PROBLEM DETAILS.
Your output should be every line below, copied exactly.

THE DATA.

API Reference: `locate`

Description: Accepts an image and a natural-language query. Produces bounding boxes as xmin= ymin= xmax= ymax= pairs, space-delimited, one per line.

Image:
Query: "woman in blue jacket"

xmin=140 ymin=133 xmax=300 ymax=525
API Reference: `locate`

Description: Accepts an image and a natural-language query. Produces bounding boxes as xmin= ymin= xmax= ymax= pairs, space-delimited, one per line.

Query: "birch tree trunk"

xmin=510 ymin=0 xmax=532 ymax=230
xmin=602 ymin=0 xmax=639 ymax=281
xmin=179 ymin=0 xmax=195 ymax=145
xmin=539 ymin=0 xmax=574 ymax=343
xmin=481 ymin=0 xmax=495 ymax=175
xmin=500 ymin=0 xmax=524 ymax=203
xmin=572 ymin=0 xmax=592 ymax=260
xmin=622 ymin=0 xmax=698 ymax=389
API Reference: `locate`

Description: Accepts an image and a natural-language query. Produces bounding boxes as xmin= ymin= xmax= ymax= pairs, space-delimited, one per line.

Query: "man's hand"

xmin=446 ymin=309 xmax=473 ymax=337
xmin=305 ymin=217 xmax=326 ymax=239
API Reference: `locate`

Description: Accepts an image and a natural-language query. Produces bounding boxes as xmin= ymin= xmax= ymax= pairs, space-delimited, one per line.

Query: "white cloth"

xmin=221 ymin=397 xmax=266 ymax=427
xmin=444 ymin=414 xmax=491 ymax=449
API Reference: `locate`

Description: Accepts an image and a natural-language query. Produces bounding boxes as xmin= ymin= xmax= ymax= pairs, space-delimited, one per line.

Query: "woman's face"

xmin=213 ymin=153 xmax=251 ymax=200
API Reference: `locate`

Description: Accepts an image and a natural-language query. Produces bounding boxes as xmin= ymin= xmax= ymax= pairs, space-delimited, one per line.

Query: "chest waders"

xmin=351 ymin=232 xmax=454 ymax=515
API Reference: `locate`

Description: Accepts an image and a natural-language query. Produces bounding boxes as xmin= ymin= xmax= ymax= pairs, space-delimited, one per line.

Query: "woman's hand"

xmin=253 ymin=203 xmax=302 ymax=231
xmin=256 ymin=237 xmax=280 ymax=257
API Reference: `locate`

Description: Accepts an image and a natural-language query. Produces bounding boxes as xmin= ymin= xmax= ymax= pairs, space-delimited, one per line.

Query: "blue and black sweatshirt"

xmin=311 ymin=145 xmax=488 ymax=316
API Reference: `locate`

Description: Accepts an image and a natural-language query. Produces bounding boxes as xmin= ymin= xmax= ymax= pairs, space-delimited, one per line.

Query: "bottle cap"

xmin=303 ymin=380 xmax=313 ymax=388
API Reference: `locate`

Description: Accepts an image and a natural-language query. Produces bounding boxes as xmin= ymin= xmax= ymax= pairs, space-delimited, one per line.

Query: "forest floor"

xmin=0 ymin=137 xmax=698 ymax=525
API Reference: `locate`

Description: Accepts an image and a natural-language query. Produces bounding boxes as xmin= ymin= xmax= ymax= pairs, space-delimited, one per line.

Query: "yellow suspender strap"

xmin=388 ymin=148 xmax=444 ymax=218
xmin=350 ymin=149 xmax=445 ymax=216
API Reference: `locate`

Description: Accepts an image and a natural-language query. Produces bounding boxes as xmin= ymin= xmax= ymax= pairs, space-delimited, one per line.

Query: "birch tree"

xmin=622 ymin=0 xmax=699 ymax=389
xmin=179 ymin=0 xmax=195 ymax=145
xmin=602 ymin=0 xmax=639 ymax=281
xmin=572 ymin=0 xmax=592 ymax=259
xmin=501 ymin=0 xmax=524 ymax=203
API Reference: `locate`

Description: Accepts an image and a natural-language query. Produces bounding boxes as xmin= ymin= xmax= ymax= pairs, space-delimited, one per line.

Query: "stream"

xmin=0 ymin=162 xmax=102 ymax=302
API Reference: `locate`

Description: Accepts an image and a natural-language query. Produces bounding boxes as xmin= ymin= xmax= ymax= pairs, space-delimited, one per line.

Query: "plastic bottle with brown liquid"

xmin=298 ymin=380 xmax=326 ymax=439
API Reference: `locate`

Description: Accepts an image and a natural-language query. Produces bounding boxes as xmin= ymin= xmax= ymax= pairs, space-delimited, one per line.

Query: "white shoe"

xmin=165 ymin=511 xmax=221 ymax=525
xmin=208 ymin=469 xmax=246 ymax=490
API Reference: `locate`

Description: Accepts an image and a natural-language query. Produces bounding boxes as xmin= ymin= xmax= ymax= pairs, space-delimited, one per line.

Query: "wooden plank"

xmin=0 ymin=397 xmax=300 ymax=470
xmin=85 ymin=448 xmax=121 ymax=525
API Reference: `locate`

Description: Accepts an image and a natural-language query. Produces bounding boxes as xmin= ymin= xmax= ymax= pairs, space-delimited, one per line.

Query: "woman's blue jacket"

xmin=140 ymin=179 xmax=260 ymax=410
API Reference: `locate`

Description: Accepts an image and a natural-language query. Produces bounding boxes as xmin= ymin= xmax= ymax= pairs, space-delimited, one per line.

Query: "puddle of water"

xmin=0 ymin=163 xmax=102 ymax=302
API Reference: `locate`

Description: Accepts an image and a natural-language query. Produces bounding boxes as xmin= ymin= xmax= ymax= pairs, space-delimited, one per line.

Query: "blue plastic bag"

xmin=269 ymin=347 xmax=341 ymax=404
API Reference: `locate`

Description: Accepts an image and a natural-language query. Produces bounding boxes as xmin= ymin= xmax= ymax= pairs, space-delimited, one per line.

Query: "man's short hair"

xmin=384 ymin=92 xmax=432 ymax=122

TASK ANSWER.
API Reference: `locate`

Description: Accepts an image and a natural-language query. Produces bounding boxes as xmin= ymin= xmax= ymax= pairs, space-delimited, one per line.

Image:
Query: "woman in blue jacket"

xmin=140 ymin=133 xmax=300 ymax=525
API Reference: `locate`

Description: Accepts an image and a natural-language query. Produces bounding boxes as xmin= ymin= xmax= ymax= pairs, space-delimited, one per line.

Query: "birch tree trunk"

xmin=510 ymin=0 xmax=532 ymax=230
xmin=602 ymin=0 xmax=639 ymax=281
xmin=179 ymin=0 xmax=195 ymax=145
xmin=539 ymin=0 xmax=574 ymax=343
xmin=481 ymin=0 xmax=495 ymax=175
xmin=500 ymin=0 xmax=524 ymax=203
xmin=572 ymin=0 xmax=592 ymax=260
xmin=622 ymin=0 xmax=698 ymax=389
API Reference: `locate`

Description: Accepts an image and a natural-language query. Produces bounding boxes as xmin= ymin= xmax= ymax= pairs, space-delimited, one per line.

Query: "man's hand"

xmin=446 ymin=309 xmax=473 ymax=337
xmin=305 ymin=217 xmax=326 ymax=239
API Reference: `locate`

Description: Accepts an image and a natural-language query. Produces bounding boxes as xmin= ymin= xmax= ymax= pairs, space-delimited, one per line.

Query: "white cloth"

xmin=221 ymin=397 xmax=266 ymax=427
xmin=444 ymin=414 xmax=491 ymax=449
API Reference: `locate`

Description: Accepts an image and a natural-language query. Produces bounding boxes as xmin= ymin= xmax= ymax= pairs, space-delimited, one per line.

Query: "woman's face"

xmin=213 ymin=153 xmax=251 ymax=200
API Reference: `locate`

Description: Accepts an image and a natural-language query. Produces bounding boxes as xmin= ymin= xmax= ymax= pairs, space-delimited, one per line.

Query: "chest waders"

xmin=351 ymin=232 xmax=454 ymax=515
API Reference: `locate`

Description: Accepts an image and a natural-language query. Produces bounding boxes as xmin= ymin= xmax= ymax= pairs, space-delimited, one per line.

Query: "woman's hand"

xmin=253 ymin=203 xmax=302 ymax=231
xmin=256 ymin=237 xmax=280 ymax=257
API Reference: `locate`

Description: Accepts an image and a natural-language query. Produces bounding boxes as xmin= ymin= xmax= ymax= pairs, space-delimited, one per line.

Query: "blue and black sweatshirt"

xmin=311 ymin=145 xmax=488 ymax=316
API Reference: `locate`

Description: Accepts an image and a natural-language query. Produces bounding boxes as xmin= ymin= xmax= ymax= pairs, space-delimited, one per line.

Query: "bottle cap"

xmin=303 ymin=380 xmax=313 ymax=388
API Reference: `locate`

Description: Accepts an image and a natural-language query. Produces bounding boxes as xmin= ymin= xmax= ymax= pairs, space-delimited, one per line.

Query: "forest floor"

xmin=0 ymin=137 xmax=698 ymax=525
API Reference: `locate`

Description: Accepts an image and a natural-language query. Produces bounding boxes as xmin= ymin= xmax= ymax= pairs, space-delimited, one per line.

Query: "yellow suspender strap"

xmin=388 ymin=148 xmax=444 ymax=218
xmin=350 ymin=149 xmax=445 ymax=216
API Reference: `locate`

Description: Accepts an image and a natural-language query. Produces bounding boxes as xmin= ymin= xmax= ymax= pairs, space-delimited, one per line.

Query: "birch tree"

xmin=622 ymin=0 xmax=699 ymax=389
xmin=179 ymin=0 xmax=195 ymax=145
xmin=602 ymin=0 xmax=639 ymax=281
xmin=572 ymin=0 xmax=592 ymax=259
xmin=501 ymin=0 xmax=524 ymax=203
API Reference: `locate`

Description: Accepts an image and a natural-language query. Produces bounding boxes as xmin= ymin= xmax= ymax= pairs, space-delimited, one per line.

Query: "stream"

xmin=0 ymin=162 xmax=102 ymax=302
API Reference: `locate`

Description: Accepts an image and a natural-language query. Produces bounding boxes as xmin= ymin= xmax= ymax= pairs, space-delimited, one per line.

Query: "plastic bottle with brown liquid"

xmin=298 ymin=380 xmax=326 ymax=439
API Reference: `locate`

Description: Accepts an image and a natural-language query. Produces bounding boxes as xmin= ymin= xmax= ymax= pairs, space-delimited, one per line.

Query: "white shoe"

xmin=165 ymin=511 xmax=221 ymax=525
xmin=208 ymin=469 xmax=246 ymax=490
API Reference: `locate`

Description: Accepts an image and a natural-language query. Produces bounding boxes as xmin= ymin= xmax= ymax= pairs, space-delimited, one per line.

Query: "wooden plank"

xmin=0 ymin=397 xmax=300 ymax=470
xmin=85 ymin=448 xmax=121 ymax=525
API Reference: `locate`

Description: Accepts an image and a natural-language query. Produces bounding boxes as xmin= ymin= xmax= ymax= pairs, space-delimited, one per line.

Query: "woman's blue jacket"

xmin=140 ymin=179 xmax=260 ymax=410
API Reference: `locate`

Description: Accepts an image and a natural-language query. Produces bounding boxes as xmin= ymin= xmax= ymax= pairs, space-delimited, one per line.

Query: "puddle of water"

xmin=0 ymin=163 xmax=102 ymax=302
API Reference: `locate`

Description: Accepts an image and a natural-language query. Produces bounding boxes as xmin= ymin= xmax= ymax= pairs, space-delimited, one per line.

Query: "blue plastic bag"

xmin=269 ymin=347 xmax=341 ymax=404
API Reference: `locate`

Description: Accepts an image and a natural-language query. Produces bounding boxes as xmin= ymin= xmax= ymax= pairs, space-delimited, one per line.

Query: "man's short hair"

xmin=384 ymin=92 xmax=432 ymax=122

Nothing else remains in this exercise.